下列条目中有多少行含有字符串“pebble”？只需给出数字。

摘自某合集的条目
== == ==
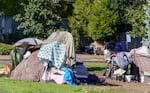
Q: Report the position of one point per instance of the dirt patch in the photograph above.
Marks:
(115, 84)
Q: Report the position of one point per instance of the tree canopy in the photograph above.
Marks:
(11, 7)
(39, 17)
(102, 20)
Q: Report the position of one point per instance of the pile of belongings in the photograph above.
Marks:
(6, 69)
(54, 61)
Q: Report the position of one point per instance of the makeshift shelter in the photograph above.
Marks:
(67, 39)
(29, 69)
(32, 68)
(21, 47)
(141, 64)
== == ==
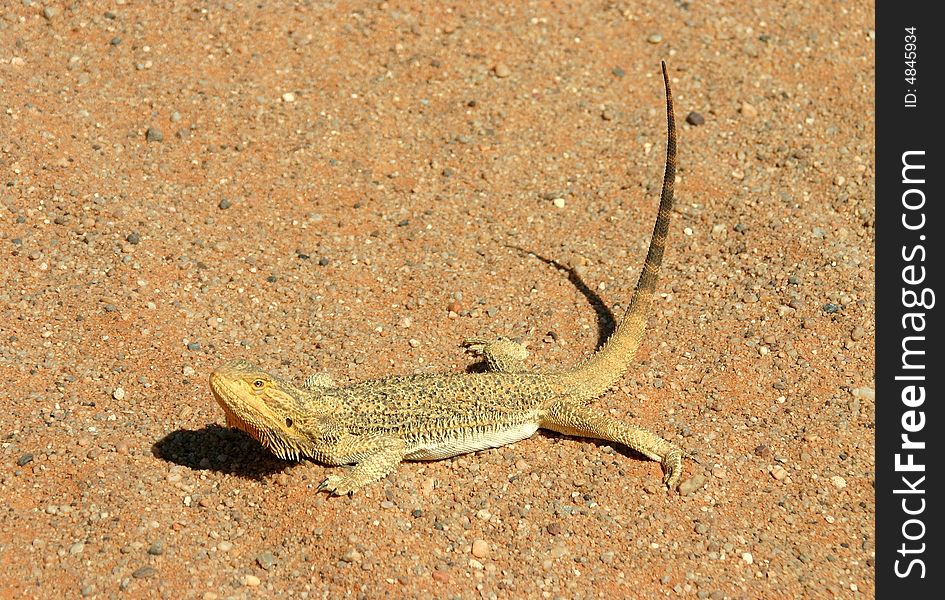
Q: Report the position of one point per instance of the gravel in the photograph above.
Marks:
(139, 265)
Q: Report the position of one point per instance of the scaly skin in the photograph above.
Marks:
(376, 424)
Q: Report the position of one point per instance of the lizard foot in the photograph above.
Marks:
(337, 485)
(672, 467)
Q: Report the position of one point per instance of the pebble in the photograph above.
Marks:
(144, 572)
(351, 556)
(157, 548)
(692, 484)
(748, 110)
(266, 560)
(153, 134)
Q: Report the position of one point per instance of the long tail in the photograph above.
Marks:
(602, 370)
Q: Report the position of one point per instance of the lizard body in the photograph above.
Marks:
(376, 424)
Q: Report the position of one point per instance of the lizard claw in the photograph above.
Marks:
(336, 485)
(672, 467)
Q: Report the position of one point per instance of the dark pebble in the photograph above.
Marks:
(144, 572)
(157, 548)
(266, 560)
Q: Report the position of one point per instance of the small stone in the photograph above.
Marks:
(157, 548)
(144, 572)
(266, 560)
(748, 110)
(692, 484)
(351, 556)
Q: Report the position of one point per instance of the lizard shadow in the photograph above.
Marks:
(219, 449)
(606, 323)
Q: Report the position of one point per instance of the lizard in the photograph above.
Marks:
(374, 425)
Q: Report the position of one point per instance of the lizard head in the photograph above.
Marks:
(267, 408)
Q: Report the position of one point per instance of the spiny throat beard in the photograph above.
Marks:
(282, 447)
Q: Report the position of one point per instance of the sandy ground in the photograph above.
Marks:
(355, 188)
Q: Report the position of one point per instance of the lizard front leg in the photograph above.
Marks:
== == ==
_正确答案_:
2